Texto propuesto:
——————————

Freaks, traducida aquí como La parada de los monstruos, es también el título de la película de Tod Browning que en 1932 conmocionó la historia del cine tanto por sus protagonistas freaks reales como por la demoledora descripción de la condición humana que contiene la historia. Solo ver la foto que ilustra esta página ya inquieta.
Los cientos de personas que asistirán al festival Santander Alternativo (la feria de cómics, teleseries, videojuegos o merchandising que se celebrará del 13 al 15 de mayo en el Palacio de Exposiciones) nada tendrán que ver con el origen del friquismo, aunque a buen seguro muchos conocerán todo esto que acabamos de contar; y lo que viene a continuación.
Freak permaneció en el vocabulario yanqui para describir a personas diferentes, con aspecto raro y gustos incomprensibles para la mayoría ciudadana, convencional, de bandera, familia, barbacoa y sonrisa del Show de Truman. Personas a veces hurañas, refugiadas en sus propias galaxias, autoexcluidas de esa sociedad bipolar que categoriza a sus ciudadanos en ganadores y perdedores, y donde la diferencia siempre se sancionaba.
Los personajes de Pink Flamingos ofrecen una jugosa colección de esa segunda generación de frikis: desde la protagonista, Divine, una travesti obesa y pionera de las drag queen, hasta el propio director del filme, John Waters, mito del cine de serie B. Si no han visto esa película de 1972, piensen en Ignatius J. Reilly, el protagonista de La conjura de los necios, la maravillosa novela póstuma de John Kennedy Toole, que ganó el Pulitzer en 1981.
En esa década, los ochenta, los adolescentes norteamericanos, en cuyos institutos la competencia por la popularidad trastorna más que las notas académicas, adoptaron el freak para marginar a los alumnos que incumplían el canon de estética y empatía. Hay mil películas que lo describen y que constituyen un género. Presentan a chavales gorditos, tímidos, bombardeados de granos o escondidos bajo capuchas, inviables para el equipo de fútbol americano o de lacrosse, pero con una soledad luminosa gracias a su afición a los tebeos, los muñequitos de superhéroes o las cintas vhs con sagas de terror.

——————————

Ejercicios:
#1 Cita palabra por palabra todo lo que va desde "En esa década, los" hasta "sagas de terror." en el texto sobre los frikis.
#2 Sigue escribiendo el texto sobre los frikis a partir de su última frase.

Material dado:
——————————

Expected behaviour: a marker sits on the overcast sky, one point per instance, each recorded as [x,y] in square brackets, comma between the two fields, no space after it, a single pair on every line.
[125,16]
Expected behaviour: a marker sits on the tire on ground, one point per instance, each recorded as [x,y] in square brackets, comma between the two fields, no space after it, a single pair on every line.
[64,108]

——————————

Respuestas:
#1
En esa década, los ochenta, los adolescentes norteamericanos, en cuyos institutos la competencia por la popularidad trastorna más que las notas académicas, adoptaron el freak para marginar a los alumnos que incumplían el canon de estética y empatía. Hay mil películas que lo describen y que constituyen un género. Presentan a chavales gorditos, tímidos, bombardeados de granos o escondidos bajo capuchas, inviables para el equipo de fútbol americano o de lacrosse, pero con una soledad luminosa gracias a su afición a los tebeos, los muñequitos de superhéroes o las cintas vhs con sagas de terror.

#2
Esas aberraciones de la high school, los freaks y nerds que se reconocían entre ellos como hormigas heridas y que vivían su epifanía social en Halloween (la noche de los monstruos, el día de carnaval), iniciaron sus años adultos presos aún de tal condición, gastándose sus primeros sueldos en ediciones ignotas de Russ Meyer o de Roger Corman, en más muñecos y juguetes, en consolas. Sintiéndose todavía fuera de lugar, por seguir sin sentirse iguales. Nadie los ha ilustrado mejor que los dibujantes Peter Bagge, con su humor arrollador, o Daniel Clowes, con ese ambiente lúgubre que angustia sus grandes cómics.
El furor
A partir de los noventa, sin embargo, el mundo se puso a su favor. El capitalismo descubrió el filón comercial de la diferencia. La globalización puso al alcance de cualquier coleccionista el material antes remoto. E internet y después las redes conectaron a los millones de frikis, de inadaptados con aficiones supuestamente minoritarias como el sexo obtuso o la obsesión por la música industrial. Hoy es posible comprar unos calzoncillos de Batman o de Star Wars para padres de 40 años en cualquier franquicia de ropa, algo inimaginable hace 20 años.
Lo exclusivo se ha vuelto guai, cool, porque nuestra sociedad consumista nos ha convencido de que todos somos especiales. Y qué mejor que vendernos lo asociado a las minorías para que se convierta en general, en masivo. ¿Cuánta gente lleva una camiseta de Joy Division sin haber escuchado sus discos? Qué más da. Lo importante es seguir manteniendo las apariencias, aunque vengan disfrazadas de nueva distinción.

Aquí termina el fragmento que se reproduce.